» Short exercise:
All lines from the one with "[19, 215], one" to the end need to be copied exactly, with nothing before them.

☆ ☆ ☆ ☆ ☆

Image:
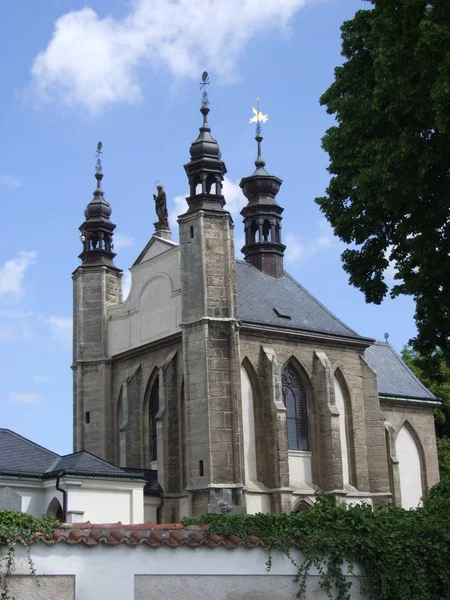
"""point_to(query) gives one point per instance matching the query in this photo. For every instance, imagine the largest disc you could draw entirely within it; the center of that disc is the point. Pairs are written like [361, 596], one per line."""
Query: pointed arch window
[154, 408]
[294, 398]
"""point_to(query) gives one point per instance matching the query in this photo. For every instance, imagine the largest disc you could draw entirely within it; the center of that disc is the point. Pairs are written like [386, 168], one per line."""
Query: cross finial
[203, 83]
[258, 117]
[98, 167]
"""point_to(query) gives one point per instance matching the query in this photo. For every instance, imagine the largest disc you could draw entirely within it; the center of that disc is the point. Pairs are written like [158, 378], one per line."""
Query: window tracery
[294, 398]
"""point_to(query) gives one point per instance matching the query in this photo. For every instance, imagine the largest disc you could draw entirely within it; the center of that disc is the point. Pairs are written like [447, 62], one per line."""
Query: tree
[389, 195]
[435, 374]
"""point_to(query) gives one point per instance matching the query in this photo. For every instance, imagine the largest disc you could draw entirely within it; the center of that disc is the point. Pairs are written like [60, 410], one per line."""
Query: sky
[127, 73]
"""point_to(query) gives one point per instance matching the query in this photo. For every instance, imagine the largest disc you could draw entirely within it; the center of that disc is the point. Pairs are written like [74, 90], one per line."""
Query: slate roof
[394, 376]
[21, 456]
[85, 462]
[18, 454]
[171, 535]
[259, 294]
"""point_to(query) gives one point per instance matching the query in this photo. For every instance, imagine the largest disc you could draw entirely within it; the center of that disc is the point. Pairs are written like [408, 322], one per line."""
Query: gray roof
[394, 376]
[85, 462]
[18, 454]
[262, 299]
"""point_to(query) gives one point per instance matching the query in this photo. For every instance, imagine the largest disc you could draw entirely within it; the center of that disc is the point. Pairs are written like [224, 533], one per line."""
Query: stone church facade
[226, 377]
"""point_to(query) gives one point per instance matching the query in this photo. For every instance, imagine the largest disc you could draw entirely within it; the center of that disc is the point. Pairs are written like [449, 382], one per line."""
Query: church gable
[153, 307]
[154, 247]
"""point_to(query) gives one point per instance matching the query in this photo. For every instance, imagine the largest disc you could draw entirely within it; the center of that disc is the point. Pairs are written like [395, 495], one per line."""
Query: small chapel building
[225, 378]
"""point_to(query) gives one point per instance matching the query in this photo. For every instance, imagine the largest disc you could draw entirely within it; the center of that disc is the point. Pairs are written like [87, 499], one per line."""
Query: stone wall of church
[137, 373]
[416, 420]
[318, 363]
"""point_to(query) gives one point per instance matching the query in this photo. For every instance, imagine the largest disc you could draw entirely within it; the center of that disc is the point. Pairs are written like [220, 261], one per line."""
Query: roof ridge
[407, 369]
[322, 305]
[22, 437]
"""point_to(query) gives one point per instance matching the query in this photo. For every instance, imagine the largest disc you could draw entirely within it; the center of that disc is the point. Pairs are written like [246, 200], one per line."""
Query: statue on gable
[161, 207]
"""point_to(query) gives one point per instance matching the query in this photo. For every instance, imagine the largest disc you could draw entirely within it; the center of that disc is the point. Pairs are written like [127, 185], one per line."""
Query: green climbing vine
[402, 555]
[19, 528]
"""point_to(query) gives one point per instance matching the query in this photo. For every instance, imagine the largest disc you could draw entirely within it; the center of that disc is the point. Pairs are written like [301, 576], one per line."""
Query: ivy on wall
[402, 555]
[19, 528]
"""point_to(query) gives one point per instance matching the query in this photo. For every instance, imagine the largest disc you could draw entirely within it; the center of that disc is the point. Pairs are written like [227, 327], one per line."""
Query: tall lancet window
[154, 408]
[294, 398]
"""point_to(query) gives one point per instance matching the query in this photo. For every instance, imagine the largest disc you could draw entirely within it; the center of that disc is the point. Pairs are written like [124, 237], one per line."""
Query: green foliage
[402, 555]
[434, 372]
[17, 527]
[389, 195]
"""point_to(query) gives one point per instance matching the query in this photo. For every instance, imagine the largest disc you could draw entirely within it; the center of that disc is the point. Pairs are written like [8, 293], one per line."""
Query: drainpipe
[64, 493]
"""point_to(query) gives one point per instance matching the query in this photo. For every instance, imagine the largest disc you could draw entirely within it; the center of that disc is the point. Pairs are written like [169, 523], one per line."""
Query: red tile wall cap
[172, 535]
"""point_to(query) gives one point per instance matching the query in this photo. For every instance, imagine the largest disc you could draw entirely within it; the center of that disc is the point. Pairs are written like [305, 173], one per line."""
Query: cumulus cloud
[10, 181]
[24, 397]
[61, 329]
[92, 61]
[122, 241]
[13, 271]
[296, 250]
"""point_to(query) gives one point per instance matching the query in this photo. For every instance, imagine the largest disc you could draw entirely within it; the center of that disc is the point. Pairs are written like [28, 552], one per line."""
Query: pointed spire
[206, 169]
[262, 215]
[96, 233]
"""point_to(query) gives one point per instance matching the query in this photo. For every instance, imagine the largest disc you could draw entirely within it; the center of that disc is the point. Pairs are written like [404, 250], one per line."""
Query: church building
[225, 378]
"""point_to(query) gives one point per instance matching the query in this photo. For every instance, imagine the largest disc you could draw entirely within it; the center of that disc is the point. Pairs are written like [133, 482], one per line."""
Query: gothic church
[225, 380]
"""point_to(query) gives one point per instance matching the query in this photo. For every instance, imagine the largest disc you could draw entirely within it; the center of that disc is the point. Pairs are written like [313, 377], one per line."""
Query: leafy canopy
[389, 195]
[435, 374]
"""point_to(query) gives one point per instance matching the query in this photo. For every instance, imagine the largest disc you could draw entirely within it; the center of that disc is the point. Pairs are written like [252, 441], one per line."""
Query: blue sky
[127, 73]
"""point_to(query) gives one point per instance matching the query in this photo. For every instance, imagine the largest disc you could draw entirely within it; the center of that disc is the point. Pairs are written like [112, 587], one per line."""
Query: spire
[96, 233]
[262, 215]
[206, 169]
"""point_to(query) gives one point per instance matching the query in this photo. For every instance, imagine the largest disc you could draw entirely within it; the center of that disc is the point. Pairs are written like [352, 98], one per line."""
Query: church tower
[96, 285]
[262, 218]
[210, 334]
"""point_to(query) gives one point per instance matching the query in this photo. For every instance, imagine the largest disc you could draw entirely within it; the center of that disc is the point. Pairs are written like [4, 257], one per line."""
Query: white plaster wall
[153, 307]
[340, 405]
[103, 572]
[248, 424]
[409, 468]
[300, 475]
[106, 506]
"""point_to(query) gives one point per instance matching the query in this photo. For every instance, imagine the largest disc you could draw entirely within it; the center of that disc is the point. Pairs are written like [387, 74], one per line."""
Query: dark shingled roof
[259, 294]
[85, 462]
[394, 377]
[17, 454]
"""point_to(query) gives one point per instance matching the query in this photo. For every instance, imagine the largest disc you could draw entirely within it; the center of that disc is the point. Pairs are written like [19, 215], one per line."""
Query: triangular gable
[154, 247]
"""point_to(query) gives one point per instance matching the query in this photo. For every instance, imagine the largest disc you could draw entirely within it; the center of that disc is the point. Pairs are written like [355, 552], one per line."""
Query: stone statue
[161, 208]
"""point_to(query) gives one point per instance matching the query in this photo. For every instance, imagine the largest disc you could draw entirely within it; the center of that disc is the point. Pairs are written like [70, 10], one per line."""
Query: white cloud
[10, 181]
[93, 61]
[24, 397]
[122, 241]
[61, 329]
[12, 273]
[15, 333]
[41, 379]
[296, 251]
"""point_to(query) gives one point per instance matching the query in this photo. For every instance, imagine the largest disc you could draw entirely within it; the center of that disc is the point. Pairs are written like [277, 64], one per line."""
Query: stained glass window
[294, 398]
[154, 408]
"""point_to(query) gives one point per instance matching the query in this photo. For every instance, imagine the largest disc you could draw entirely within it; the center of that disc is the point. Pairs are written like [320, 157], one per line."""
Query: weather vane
[98, 168]
[258, 117]
[203, 83]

☆ ☆ ☆ ☆ ☆

» Full output:
"""point_to(query) gives one point per instance matching the query in this photo. For every instance, imagine the largest disc you could draw entirely within it; the center of that disc is the point. Pairs are written like [19, 215], one per line."""
Query: triangular gable
[154, 247]
"""point_to(query) gives one point per instance matching the query in this photo. For every instance, imagine the largest disc you could draw entirely within it; the center of that disc is the point. Pairs are written like [355, 552], one per line."""
Query: stone statue
[161, 208]
"""point_to(query) gives one point per instance matching the query in this photo. For every instance, imagine the largest disc you could draw entirely within it; the center of that disc is the point. Pairs are written like [70, 10], one per line."""
Query: white cloud
[10, 181]
[93, 61]
[24, 397]
[122, 241]
[61, 329]
[12, 273]
[15, 333]
[41, 379]
[296, 251]
"""point_to(query) gives one point per instance matching the query in this photo. For every instance, imagine the largest disc you could draw entirely within it; the center of that disc is the point. Pairs are written like [277, 64], one per line."""
Query: stained glass window
[294, 398]
[154, 408]
"""point_to(query) gives one point per instance matching the query in this photo. For every instance, imagine the largest disc you could draw entirely within it; the center of that disc is the point. Pairs are written like [320, 157], one per line."""
Query: weather vane
[98, 168]
[258, 117]
[203, 83]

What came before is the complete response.